*作業内容*:
a) 記録の先頭から「<point>407,220</point>」を含む行まで、両端の行も含めて、記録をそのとおりに書き写してもらえますか。画像は書き写さないでください。
b) 戦後の象徴天皇制と神道指令を扱った本文の続きを、最後の行のあとから書いてもらえますか。

*本文*:
┌──

象徴天皇制や、神道指令などにより「日本人」としてまとまる力を失ってく。どのようなことが起きていたか。次の流れでみていく。
・天皇の人間宣言
・神道指令
・戦後の「日本の紙幣」
・日本の問題点
■天皇の人間宣言
GHQは1945年10月、憲法改正を指示した。政府は案を出した。しかしその内容は天皇主権のままであったなど、これまでと変わりがなかった。そこでGHQは独自の案(草案)を作成し、政府に提示した。この草案を元とし、政府が改正案をまとめていった。
1946年1月からは天皇から「人間宣言」が出された。 これにより現御神(あきつみかみ)としての天皇の神格を否定しました。そして天皇は、国と日本国民統合の「象徴」となった。象徴天皇制が採用されたことになる。1946年4月には戦後初の衆議院議員選挙による国会が成立した。
■神道指令
1945年12月15日にGHQが日本政府に対して発した覚書の通称。 GHQは神社・神道が軍国主義、天皇崇拝の思想的基盤となっていると考えた。神道指令を出し、政府の支援や監督を禁じた。これにより国家と神道が切り離され(政教分離)、国家神道が解体された。これは「祭政一致」が法的に禁止されたことを意味する。
なお、覚書では
・信教の自由の確立
・軍国主義の排除
・国家神道を廃止
・神祇院を解体
の内容を含む
■戦後の「日本の紙幣」

└──

(位置特定項目)
┌──

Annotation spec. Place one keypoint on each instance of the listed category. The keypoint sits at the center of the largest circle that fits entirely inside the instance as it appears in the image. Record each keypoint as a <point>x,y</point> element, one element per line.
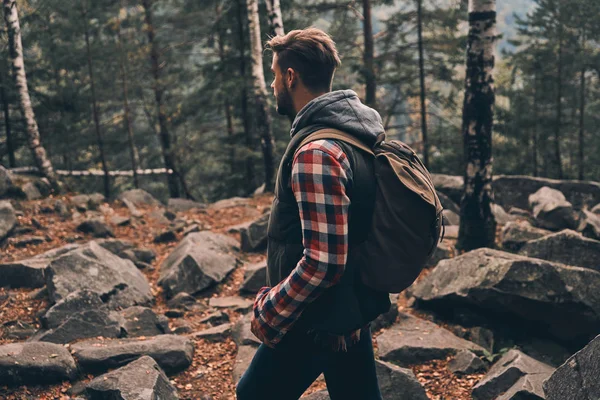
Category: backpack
<point>407,220</point>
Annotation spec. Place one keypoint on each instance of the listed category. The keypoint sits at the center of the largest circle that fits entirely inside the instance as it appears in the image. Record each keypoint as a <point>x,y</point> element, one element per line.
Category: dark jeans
<point>284,373</point>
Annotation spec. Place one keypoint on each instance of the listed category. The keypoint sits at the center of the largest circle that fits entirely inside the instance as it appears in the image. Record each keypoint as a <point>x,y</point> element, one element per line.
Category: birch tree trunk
<point>95,112</point>
<point>477,223</point>
<point>18,66</point>
<point>127,114</point>
<point>262,117</point>
<point>165,140</point>
<point>422,83</point>
<point>275,18</point>
<point>368,56</point>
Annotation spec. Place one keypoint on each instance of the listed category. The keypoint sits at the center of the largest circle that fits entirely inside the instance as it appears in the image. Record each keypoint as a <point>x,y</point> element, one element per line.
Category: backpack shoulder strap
<point>335,134</point>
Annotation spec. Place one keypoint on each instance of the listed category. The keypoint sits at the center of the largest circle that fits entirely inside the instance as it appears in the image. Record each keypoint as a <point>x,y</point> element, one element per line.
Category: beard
<point>285,104</point>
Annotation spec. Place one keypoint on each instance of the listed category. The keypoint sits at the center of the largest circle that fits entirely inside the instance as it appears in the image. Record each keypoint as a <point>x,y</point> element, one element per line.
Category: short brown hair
<point>311,52</point>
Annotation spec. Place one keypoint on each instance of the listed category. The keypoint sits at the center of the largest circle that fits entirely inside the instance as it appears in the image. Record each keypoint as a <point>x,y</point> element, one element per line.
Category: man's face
<point>285,105</point>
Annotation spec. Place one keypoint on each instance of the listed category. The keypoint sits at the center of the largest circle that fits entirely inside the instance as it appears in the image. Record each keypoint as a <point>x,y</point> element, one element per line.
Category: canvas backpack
<point>407,222</point>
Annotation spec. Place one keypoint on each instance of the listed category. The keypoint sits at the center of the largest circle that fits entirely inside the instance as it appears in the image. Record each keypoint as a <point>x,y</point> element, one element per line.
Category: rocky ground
<point>466,325</point>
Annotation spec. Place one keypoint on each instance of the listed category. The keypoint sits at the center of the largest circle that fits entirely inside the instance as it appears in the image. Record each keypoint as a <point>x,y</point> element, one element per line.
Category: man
<point>314,315</point>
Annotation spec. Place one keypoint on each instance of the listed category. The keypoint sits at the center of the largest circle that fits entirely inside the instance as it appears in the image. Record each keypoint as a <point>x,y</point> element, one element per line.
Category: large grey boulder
<point>513,191</point>
<point>578,377</point>
<point>35,363</point>
<point>567,247</point>
<point>255,277</point>
<point>139,197</point>
<point>118,282</point>
<point>254,238</point>
<point>516,233</point>
<point>551,210</point>
<point>8,219</point>
<point>412,340</point>
<point>173,353</point>
<point>199,261</point>
<point>141,379</point>
<point>515,376</point>
<point>551,297</point>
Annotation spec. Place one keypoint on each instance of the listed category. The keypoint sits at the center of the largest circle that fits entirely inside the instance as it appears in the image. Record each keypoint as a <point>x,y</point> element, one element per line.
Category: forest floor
<point>211,371</point>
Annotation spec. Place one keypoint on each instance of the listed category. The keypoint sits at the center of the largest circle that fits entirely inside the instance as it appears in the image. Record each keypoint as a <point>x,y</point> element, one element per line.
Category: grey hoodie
<point>343,110</point>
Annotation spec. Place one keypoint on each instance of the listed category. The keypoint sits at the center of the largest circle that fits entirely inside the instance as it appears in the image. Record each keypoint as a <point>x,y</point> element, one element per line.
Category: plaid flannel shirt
<point>320,174</point>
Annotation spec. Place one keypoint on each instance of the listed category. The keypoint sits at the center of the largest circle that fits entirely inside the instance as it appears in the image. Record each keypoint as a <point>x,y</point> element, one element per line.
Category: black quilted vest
<point>348,305</point>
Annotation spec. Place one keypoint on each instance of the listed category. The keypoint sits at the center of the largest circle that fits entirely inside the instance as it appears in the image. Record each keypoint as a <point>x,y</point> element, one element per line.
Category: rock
<point>118,282</point>
<point>141,379</point>
<point>199,261</point>
<point>31,191</point>
<point>513,191</point>
<point>236,302</point>
<point>255,277</point>
<point>386,319</point>
<point>551,210</point>
<point>516,234</point>
<point>451,186</point>
<point>80,300</point>
<point>35,363</point>
<point>8,219</point>
<point>83,325</point>
<point>577,378</point>
<point>451,218</point>
<point>527,293</point>
<point>25,241</point>
<point>255,237</point>
<point>501,216</point>
<point>241,333</point>
<point>242,361</point>
<point>415,341</point>
<point>567,247</point>
<point>141,321</point>
<point>173,353</point>
<point>215,334</point>
<point>515,376</point>
<point>139,197</point>
<point>589,225</point>
<point>179,205</point>
<point>96,228</point>
<point>465,362</point>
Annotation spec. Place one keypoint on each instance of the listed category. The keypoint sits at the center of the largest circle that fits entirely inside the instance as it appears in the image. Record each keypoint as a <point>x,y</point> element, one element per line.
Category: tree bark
<point>422,82</point>
<point>165,140</point>
<point>262,117</point>
<point>6,109</point>
<point>95,112</point>
<point>18,65</point>
<point>275,18</point>
<point>368,56</point>
<point>128,125</point>
<point>477,223</point>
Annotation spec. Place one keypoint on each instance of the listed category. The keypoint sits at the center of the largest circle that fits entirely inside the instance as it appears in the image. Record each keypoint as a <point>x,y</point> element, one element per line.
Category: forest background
<point>96,70</point>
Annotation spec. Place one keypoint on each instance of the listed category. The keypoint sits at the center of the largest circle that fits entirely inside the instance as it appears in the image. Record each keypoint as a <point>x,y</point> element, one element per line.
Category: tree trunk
<point>250,176</point>
<point>262,117</point>
<point>581,124</point>
<point>275,18</point>
<point>422,81</point>
<point>95,109</point>
<point>5,107</point>
<point>165,140</point>
<point>477,223</point>
<point>18,65</point>
<point>369,68</point>
<point>128,125</point>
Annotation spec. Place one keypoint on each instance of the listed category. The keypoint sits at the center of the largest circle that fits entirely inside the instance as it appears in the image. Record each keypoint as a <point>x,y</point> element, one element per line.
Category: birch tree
<point>262,117</point>
<point>477,223</point>
<point>43,163</point>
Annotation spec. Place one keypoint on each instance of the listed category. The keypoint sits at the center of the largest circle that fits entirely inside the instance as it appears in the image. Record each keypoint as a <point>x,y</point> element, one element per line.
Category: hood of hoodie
<point>343,110</point>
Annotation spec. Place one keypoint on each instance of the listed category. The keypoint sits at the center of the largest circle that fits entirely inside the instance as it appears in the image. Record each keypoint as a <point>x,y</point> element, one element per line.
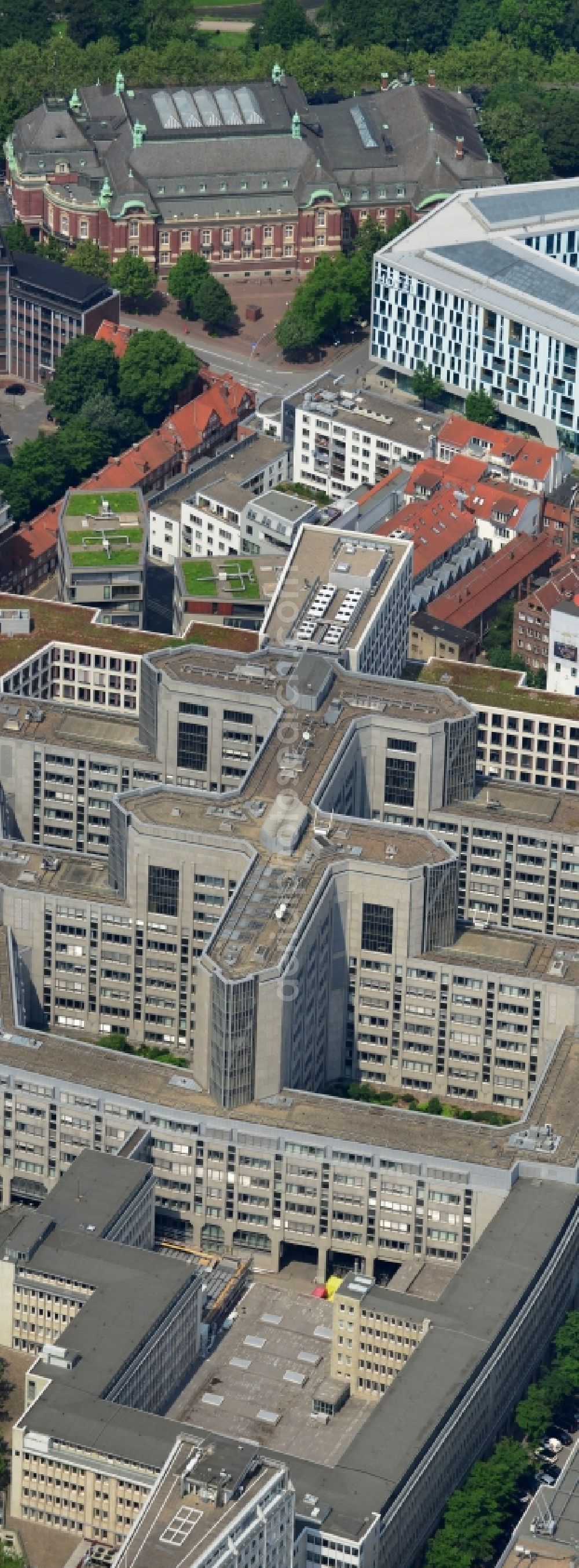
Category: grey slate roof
<point>413,131</point>
<point>516,267</point>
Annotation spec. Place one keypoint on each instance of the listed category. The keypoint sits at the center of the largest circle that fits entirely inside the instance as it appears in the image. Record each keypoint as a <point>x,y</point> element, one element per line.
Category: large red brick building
<point>253,178</point>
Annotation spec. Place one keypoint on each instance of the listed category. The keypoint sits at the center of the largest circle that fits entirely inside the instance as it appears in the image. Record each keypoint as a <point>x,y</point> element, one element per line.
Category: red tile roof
<point>438,523</point>
<point>132,466</point>
<point>432,471</point>
<point>493,579</point>
<point>234,393</point>
<point>115,335</point>
<point>435,527</point>
<point>457,432</point>
<point>527,459</point>
<point>534,460</point>
<point>30,543</point>
<point>564,584</point>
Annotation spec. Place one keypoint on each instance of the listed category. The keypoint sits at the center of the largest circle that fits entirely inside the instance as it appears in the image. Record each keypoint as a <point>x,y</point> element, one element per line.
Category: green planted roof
<point>87,504</point>
<point>105,548</point>
<point>201,577</point>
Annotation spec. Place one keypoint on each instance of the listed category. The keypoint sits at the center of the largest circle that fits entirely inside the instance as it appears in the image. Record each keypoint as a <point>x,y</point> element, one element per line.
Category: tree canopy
<point>482,408</point>
<point>336,294</point>
<point>200,294</point>
<point>153,371</point>
<point>85,366</point>
<point>89,258</point>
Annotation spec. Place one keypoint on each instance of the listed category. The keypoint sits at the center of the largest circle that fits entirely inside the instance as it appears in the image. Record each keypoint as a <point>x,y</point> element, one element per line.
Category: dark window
<point>399,781</point>
<point>401,745</point>
<point>164,889</point>
<point>377,929</point>
<point>192,747</point>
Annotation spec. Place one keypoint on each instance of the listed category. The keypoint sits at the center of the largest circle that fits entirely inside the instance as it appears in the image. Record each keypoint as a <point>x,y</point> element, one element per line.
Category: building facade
<point>47,308</point>
<point>484,313</point>
<point>253,178</point>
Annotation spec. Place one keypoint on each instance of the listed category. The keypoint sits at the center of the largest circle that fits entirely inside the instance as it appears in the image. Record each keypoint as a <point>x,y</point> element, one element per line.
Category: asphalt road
<point>266,378</point>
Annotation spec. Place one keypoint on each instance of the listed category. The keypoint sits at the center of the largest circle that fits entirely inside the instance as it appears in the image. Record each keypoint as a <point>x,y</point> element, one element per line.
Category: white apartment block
<point>346,595</point>
<point>564,650</point>
<point>65,672</point>
<point>346,439</point>
<point>476,291</point>
<point>189,519</point>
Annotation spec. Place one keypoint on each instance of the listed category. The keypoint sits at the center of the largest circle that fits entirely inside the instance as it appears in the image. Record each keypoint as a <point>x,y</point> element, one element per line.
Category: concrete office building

└──

*作業ごとの結果*:
a)
Annotation spec. Place one keypoint on each instance of the listed category. The keypoint sits at the center of the largest circle that fits entirely inside the instance as it appears in the image. Record each keypoint as a <point>x,y</point> element, one element per line.
Category: backpack
<point>407,220</point>

b)
「日本の紙幣」で過去の紙幣に誰が採用されているかが示されている。この書籍によれば、GHQによる占領政策以降、神話を感じさせる人物の肖像画、例えばヤマトタケル(※)など「神話」を彷彿させるような人物の採用が行われなくなっているとされる。神話の意義は歴史」でもあるし、「ナショナリズム」「まとまる力」でもある。※ただし、日本武尊は1945年採用、その直後、変更される。
■日本の問題点
教科書改訂により歴史観の削除(主体や、ストーリーを失わせる)や神話の削除、象徴天皇制への移行など、精神的なよりどころを失ってしまった。これが、求心力を失せた。このことがその後の日本を現代に至るまで、ゆがんだ社会にしてしまった根本原因ではないか。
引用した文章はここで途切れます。